Put each line of the entries below into a numbered list, skipping the blank lines.

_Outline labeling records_
######

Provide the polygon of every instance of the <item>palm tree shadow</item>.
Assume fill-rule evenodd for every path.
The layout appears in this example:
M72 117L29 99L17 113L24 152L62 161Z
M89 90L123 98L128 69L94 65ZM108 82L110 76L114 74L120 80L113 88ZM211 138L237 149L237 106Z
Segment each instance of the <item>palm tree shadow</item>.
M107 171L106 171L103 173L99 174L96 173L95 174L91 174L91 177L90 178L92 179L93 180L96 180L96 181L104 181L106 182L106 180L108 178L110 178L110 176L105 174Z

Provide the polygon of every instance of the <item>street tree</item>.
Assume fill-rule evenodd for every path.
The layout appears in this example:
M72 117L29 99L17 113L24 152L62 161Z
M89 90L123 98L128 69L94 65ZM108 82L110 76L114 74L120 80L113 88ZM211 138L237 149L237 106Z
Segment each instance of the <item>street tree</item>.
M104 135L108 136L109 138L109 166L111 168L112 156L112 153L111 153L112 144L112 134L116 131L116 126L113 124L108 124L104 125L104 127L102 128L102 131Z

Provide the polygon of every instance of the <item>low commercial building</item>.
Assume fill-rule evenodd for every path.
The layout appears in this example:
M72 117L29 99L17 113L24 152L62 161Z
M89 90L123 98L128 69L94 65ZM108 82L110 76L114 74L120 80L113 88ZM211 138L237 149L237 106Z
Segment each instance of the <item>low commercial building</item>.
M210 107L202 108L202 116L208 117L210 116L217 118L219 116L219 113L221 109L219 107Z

######

_ANSWER FOR THIS EXERCISE_
1. Provide the polygon of every instance of the <item>palm tree shadow</item>.
2. Assume fill-rule evenodd for every path.
3. The layout appears in this example:
4. M72 117L29 99L17 113L24 152L62 161Z
5. M89 90L123 98L128 69L94 65ZM108 82L110 76L114 74L120 80L113 88ZM211 138L237 149L237 106Z
6. Segment each instance of the <item>palm tree shadow</item>.
7. M107 171L106 171L103 173L99 174L96 173L95 174L91 174L91 177L90 178L92 179L93 180L96 180L96 181L104 181L106 182L106 180L108 178L110 178L110 176L105 174Z
8. Provide the polygon of every instance of the <item>street tree</item>.
9. Assume fill-rule evenodd for every path.
10. The layout appears in this example:
11. M72 117L29 99L17 113L24 152L62 161Z
12. M89 90L123 98L128 69L94 65ZM108 82L110 76L114 74L120 80L113 88ZM211 138L237 149L237 106Z
13. Segment each instance of the <item>street tree</item>.
14. M104 135L108 136L109 138L109 166L111 168L112 156L112 153L111 153L112 144L112 134L116 131L116 126L113 124L108 124L104 125L104 127L102 128L102 131Z
15. Provide the polygon of every instance of the <item>low commercial building</item>.
16. Assume fill-rule evenodd for every path.
17. The layout appears in this example:
18. M72 117L29 99L17 113L24 152L62 161Z
19. M89 90L123 98L128 69L94 65ZM108 82L110 76L114 74L120 80L113 88ZM211 138L237 149L237 106Z
20. Segment each instance of the <item>low commercial building</item>.
21. M210 107L202 108L202 116L208 117L210 116L217 118L219 116L219 113L221 109L219 107Z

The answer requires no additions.